[KUTIPAN SUMBER]
----
Oleh: Jamaluddin Al-Afghani
Fenomena apartemen mangkrak yang terjadi di Kota Bogor semestinya tidak dianggap sebagai masalah biasa yang bisa dibiarkan berlarut-larut. Ini bukan semata soal proyek yang tertunda atau gagal finansial. Ini adalah soal keadilan, tanggung jawab, dan keberpihakan terhadap masyarakat yang sudah dirugikan.
Puluhan bahkan ratusan konsumen telah menyerahkan dana mereka untuk sebuah unit apartemen yang tak kunjung berdiri. Mereka bukan investor besar yang bisa mengalihkan kerugian ke tempat lain, melainkan masyarakat umum yang menaruh harapan akan tempat tinggal layak melalui skema pembelian yang sah. Lalu ketika bangunan tak kunjung rampung, siapa yang melindungi mereka?
Di sinilah terlihat betapa lemahnya penegakan hukum kita terhadap pengembang nakal. Regulasi yang ada seakan memberi kelonggaran besar bagi pelaku usaha, namun minim perlindungan terhadap konsumen. Celah ini makin menganga ketika Undang-Undang Nomor 20 Tahun 2011 tentang Rumah Susun memperbolehkan pemasaran unit sebelum pembangunan dimulai. Praktik yang satu ini, menurut Didi, menjadi "pintu masuk kekisruhan".
Ketentuan ini memang secara legal dibenarkan, namun dalam praktiknya telah menciptakan jebakan sistematis. Banyak pengembang hanya mengandalkan brosur dan maket, tanpa kejelasan progres fisik bangunan. Konsumen ibarat membeli “kucing dalam karung”. Kondisi semacam ini sungguh tak pantas dibiarkan dalam sistem hukum negara yang mengaku menjunjung tinggi perlindungan konsumen.
Sudah saatnya kita mendorong perubahan regulasi. Pemasaran unit apartemen seharusnya hanya diperbolehkan setelah proyek mencapai kemajuan pembangunan yang signifikan atau bahkan selesai sepenuhnya. Sebagaimana sektor perhotelan atau resort, bangunan dibangun terlebih dahulu sebelum dijual atau disewakan. Kenapa apartemen tidak bisa demikian?
----
[SOAL LATIHAN]
**a.** Jawab pertanyaan berikut berdasarkan tulisan tentang apartemen mangkrak di Kota Bogor:
(i) Undang-undang apa yang memperbolehkan pemasaran unit sebelum pembangunan dimulai?
(ii) Apa saja yang diandalkan banyak pengembang dalam memasarkan unit?
(iii) Sektor apa yang disebut sebagai contoh bangunan yang dibangun terlebih dahulu sebelum dijual atau disewakan?
**b.** Tentukan semua baris catatan yang memuat kata "arrow", lalu salin baris-baris itu. Perbedaan huruf besar dan huruf kecil diperhitungkan.

[CATATAN HASIL EKSTRAKSI]
----
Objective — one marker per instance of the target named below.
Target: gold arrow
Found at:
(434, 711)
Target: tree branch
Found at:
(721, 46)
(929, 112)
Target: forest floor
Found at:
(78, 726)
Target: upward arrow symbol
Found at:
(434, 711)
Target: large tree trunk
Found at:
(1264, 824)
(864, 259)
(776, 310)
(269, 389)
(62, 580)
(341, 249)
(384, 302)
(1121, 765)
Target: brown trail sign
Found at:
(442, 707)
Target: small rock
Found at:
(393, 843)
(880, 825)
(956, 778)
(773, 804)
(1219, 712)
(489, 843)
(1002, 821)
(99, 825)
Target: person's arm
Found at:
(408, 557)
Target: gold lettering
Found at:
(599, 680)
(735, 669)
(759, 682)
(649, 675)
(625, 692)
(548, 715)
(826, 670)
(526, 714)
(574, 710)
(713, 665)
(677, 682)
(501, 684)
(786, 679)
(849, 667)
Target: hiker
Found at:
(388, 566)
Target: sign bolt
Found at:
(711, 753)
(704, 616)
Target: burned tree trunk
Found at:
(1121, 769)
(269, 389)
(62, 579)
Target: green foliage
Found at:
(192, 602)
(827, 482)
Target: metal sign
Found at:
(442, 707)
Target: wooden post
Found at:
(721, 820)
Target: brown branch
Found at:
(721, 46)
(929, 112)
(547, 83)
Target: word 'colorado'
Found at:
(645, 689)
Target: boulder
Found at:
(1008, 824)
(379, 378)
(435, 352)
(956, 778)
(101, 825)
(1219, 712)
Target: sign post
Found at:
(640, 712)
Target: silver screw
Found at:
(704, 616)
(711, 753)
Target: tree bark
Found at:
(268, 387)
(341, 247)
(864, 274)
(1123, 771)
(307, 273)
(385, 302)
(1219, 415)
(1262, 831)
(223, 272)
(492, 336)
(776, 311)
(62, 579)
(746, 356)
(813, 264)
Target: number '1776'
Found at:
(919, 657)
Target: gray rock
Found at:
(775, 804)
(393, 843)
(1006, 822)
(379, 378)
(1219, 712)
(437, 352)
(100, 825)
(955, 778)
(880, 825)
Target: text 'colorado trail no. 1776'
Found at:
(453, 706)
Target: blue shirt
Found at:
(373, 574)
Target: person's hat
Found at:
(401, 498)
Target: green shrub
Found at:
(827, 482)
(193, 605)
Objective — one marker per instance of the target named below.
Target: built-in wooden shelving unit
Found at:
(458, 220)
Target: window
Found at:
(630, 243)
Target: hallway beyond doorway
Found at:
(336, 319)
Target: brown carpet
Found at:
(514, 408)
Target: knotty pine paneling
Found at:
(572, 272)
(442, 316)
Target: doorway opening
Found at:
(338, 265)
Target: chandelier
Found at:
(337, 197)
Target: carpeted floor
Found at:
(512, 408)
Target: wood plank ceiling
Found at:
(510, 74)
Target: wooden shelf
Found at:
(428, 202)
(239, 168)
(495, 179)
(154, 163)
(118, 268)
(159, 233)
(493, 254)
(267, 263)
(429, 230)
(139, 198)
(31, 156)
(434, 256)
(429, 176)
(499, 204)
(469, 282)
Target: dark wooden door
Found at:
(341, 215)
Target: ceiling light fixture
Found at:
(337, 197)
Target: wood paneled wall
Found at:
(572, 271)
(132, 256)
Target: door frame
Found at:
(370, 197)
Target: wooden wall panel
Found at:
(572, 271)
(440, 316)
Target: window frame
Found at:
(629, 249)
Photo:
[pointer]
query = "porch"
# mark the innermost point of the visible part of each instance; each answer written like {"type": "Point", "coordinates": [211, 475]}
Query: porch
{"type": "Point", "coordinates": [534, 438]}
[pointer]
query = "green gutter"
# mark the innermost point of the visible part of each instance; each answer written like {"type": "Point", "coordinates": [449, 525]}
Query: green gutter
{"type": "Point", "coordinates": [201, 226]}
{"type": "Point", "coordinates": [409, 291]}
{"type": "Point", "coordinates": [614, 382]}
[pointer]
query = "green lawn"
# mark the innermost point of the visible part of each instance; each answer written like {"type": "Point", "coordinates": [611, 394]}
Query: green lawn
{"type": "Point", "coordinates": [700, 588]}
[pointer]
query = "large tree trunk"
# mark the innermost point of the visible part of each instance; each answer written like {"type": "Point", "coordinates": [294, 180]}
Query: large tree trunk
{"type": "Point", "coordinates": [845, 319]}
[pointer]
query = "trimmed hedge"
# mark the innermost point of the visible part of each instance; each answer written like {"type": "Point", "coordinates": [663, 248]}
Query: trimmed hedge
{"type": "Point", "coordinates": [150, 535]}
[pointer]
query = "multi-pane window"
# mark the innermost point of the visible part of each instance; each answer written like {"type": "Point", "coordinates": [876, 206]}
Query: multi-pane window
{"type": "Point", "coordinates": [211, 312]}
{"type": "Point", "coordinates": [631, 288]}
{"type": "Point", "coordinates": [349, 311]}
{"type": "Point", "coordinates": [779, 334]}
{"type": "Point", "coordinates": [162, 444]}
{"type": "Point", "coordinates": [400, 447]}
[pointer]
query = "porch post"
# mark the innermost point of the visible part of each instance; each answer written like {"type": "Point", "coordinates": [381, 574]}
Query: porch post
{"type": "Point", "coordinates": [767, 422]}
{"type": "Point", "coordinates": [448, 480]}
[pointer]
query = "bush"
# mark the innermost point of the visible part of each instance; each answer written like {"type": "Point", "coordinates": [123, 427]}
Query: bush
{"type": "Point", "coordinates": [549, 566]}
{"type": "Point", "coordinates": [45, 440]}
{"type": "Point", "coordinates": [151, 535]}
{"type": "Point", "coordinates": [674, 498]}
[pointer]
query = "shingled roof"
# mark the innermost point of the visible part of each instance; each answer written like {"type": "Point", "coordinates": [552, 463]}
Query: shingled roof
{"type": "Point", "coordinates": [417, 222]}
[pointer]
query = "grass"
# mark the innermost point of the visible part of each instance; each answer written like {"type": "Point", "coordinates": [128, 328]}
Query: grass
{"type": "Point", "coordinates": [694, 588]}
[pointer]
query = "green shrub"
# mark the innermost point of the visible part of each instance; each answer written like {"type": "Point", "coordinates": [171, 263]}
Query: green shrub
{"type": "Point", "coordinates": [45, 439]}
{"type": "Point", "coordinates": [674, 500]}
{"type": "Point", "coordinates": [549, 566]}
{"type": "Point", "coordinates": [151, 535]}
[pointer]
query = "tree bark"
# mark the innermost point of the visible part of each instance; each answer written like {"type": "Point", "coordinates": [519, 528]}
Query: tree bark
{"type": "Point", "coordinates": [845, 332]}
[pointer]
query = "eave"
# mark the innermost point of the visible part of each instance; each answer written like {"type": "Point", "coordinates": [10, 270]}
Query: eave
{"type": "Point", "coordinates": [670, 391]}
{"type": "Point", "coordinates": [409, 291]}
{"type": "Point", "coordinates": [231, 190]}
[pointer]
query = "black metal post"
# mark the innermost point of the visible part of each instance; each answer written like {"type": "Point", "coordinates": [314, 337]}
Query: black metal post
----
[DAFTAR JAWABAN]
**a.**
(i) Undang-Undang Nomor 20 Tahun 2011 tentang Rumah Susun
(ii) Brosur dan maket
(iii) Sektor perhotelan atau resort

**b.**
Target: gold arrow
Target: upward arrow symbol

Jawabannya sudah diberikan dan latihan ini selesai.